Exercise - For the data below, work out the number of lines containing the string "plush" and answer with that number only.

Exercise data -
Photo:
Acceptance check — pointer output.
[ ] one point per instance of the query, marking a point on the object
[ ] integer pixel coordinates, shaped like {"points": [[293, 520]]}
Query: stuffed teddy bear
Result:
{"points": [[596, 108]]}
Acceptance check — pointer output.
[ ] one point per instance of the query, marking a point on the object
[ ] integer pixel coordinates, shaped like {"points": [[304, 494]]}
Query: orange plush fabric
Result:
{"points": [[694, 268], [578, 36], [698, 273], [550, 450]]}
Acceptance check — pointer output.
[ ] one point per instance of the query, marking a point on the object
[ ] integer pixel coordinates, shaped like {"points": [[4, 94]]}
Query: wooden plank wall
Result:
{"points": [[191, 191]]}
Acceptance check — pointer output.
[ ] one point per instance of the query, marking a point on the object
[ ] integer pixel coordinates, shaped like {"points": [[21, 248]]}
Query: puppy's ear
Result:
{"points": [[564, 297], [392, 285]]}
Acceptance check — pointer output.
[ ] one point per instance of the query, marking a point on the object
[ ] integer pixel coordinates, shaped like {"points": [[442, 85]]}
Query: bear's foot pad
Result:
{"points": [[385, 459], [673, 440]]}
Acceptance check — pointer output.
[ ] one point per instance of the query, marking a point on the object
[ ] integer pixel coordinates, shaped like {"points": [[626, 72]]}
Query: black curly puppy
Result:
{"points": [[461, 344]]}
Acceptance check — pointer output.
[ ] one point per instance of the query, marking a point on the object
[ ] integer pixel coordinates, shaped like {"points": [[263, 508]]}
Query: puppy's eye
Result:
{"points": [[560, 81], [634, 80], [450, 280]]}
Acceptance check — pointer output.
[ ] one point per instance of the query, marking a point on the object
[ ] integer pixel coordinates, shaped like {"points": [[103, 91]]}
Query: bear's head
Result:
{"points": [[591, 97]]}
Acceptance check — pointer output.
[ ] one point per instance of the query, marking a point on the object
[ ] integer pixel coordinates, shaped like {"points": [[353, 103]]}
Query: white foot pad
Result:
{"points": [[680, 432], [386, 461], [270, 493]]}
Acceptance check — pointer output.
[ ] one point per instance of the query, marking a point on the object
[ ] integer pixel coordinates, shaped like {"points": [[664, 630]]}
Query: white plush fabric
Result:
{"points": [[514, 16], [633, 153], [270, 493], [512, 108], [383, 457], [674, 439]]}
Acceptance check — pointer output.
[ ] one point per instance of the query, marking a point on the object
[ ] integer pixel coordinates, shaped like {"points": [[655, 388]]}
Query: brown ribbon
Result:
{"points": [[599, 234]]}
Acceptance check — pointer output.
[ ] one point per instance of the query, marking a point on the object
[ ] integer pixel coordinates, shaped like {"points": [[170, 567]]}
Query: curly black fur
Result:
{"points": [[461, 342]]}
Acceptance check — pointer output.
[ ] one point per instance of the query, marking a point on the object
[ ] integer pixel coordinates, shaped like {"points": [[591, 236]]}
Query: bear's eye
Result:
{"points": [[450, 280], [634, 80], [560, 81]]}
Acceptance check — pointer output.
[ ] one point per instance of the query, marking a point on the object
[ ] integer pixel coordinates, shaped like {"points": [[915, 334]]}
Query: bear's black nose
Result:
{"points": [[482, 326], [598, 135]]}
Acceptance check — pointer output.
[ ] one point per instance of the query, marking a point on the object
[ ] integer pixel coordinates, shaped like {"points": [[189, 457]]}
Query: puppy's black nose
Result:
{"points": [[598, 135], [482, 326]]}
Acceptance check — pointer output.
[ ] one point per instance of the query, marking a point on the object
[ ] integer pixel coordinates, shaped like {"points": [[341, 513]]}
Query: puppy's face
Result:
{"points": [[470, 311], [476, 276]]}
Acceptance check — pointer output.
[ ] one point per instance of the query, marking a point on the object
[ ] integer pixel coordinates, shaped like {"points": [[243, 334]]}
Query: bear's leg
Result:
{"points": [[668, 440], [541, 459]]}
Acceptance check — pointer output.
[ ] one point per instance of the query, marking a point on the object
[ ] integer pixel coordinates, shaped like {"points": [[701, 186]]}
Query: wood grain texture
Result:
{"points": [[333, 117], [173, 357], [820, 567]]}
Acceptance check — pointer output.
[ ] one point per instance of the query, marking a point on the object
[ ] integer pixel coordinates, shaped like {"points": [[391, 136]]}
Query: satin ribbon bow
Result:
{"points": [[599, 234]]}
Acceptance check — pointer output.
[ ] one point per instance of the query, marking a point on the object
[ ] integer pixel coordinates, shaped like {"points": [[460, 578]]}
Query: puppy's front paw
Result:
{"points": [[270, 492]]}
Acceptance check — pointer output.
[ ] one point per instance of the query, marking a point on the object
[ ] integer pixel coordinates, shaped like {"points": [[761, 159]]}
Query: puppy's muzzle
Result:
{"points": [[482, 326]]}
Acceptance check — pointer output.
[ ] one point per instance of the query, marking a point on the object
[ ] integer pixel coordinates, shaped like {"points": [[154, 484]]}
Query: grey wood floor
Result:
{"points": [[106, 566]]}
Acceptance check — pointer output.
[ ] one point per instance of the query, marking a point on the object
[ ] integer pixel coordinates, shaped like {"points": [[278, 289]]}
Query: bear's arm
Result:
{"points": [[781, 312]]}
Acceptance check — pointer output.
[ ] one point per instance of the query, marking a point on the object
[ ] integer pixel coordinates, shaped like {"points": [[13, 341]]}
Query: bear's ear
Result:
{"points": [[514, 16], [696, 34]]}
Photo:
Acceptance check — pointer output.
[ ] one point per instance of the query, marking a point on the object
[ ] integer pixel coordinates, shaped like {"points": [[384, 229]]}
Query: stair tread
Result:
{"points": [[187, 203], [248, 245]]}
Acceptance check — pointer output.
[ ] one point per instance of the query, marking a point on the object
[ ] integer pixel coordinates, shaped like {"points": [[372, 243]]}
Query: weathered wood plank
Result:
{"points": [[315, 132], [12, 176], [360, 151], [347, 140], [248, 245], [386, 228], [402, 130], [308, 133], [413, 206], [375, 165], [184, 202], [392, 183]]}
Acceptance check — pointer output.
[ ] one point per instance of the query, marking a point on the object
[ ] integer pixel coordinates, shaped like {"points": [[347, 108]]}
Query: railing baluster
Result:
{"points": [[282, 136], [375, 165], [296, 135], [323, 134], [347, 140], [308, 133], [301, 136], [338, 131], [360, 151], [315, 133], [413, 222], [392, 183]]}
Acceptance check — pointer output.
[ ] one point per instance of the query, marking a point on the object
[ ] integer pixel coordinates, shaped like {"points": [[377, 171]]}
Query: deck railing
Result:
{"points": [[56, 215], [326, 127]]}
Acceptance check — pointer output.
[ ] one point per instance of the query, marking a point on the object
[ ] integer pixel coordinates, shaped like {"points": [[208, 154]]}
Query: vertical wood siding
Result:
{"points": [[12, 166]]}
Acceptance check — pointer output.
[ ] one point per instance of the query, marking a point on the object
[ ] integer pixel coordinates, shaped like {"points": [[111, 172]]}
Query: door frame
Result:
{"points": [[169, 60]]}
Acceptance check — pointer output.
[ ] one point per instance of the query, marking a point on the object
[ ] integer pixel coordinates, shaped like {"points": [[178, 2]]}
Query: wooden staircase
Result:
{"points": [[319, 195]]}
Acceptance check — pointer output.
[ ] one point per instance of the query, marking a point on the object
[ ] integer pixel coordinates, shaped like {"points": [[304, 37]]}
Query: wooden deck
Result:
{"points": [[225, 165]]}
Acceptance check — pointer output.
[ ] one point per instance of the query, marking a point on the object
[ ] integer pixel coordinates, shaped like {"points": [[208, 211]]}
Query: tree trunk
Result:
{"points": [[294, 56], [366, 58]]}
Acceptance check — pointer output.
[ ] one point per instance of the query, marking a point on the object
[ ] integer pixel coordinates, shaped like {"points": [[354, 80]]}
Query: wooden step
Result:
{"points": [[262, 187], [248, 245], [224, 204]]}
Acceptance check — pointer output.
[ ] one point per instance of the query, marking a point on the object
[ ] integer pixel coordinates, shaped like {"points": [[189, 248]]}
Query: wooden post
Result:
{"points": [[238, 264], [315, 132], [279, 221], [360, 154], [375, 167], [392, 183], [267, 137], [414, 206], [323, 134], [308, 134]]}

Result - 2